- [Task goal] Set down exactly the stretch of lines below that opens at the line containing "Objective — one dot on each instance of the concrete" and continues through the last line of the entries, and nothing else.

┄┄┄┄┄┄┄┄┄┄

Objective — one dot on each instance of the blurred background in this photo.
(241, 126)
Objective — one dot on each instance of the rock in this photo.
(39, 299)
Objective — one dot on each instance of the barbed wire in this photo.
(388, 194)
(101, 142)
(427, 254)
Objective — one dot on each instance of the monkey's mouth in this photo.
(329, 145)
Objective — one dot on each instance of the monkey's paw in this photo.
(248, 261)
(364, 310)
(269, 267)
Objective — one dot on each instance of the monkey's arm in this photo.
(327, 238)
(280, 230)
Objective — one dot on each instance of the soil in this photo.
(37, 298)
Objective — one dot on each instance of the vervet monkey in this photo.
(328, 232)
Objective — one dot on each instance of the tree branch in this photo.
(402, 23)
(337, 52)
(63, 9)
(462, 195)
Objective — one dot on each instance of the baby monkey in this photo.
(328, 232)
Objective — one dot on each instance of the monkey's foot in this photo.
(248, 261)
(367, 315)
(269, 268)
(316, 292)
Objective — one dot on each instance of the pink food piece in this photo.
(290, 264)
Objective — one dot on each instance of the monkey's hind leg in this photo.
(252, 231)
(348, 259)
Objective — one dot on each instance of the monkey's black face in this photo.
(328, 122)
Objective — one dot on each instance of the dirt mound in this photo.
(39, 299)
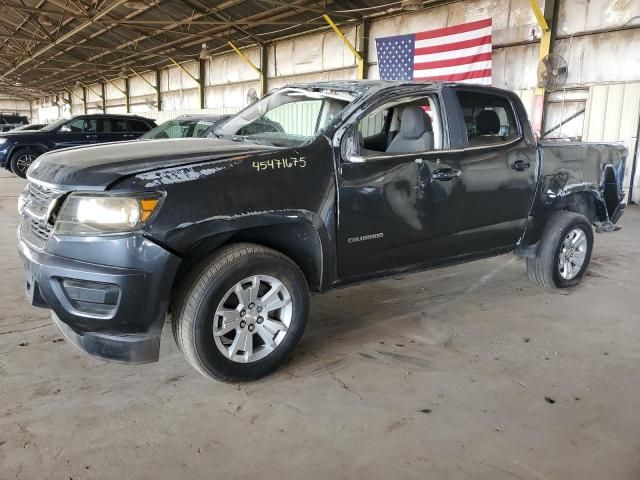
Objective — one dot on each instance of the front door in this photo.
(398, 208)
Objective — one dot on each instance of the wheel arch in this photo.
(298, 240)
(37, 147)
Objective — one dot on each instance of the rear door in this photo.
(500, 171)
(398, 207)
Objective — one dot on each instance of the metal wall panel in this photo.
(229, 98)
(583, 15)
(113, 92)
(606, 57)
(612, 114)
(232, 68)
(15, 105)
(138, 87)
(315, 53)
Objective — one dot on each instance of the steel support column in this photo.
(358, 55)
(262, 72)
(159, 89)
(127, 95)
(264, 69)
(202, 68)
(103, 85)
(548, 21)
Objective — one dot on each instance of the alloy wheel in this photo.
(252, 319)
(572, 254)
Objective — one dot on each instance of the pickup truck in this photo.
(315, 186)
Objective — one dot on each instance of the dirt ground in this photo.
(464, 372)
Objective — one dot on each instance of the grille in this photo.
(36, 227)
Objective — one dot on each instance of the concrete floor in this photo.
(466, 372)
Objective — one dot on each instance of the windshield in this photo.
(289, 117)
(179, 129)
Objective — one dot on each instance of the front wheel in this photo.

┄┄┄┄┄┄┄┄┄┄

- [Task result]
Objective — one dot on each instance of the concrete floor in this photo.
(466, 372)
Objective — one dot on each instance of the windshield in this photo.
(289, 117)
(179, 129)
Objective — one dot on each instance of the front wheel in this photo.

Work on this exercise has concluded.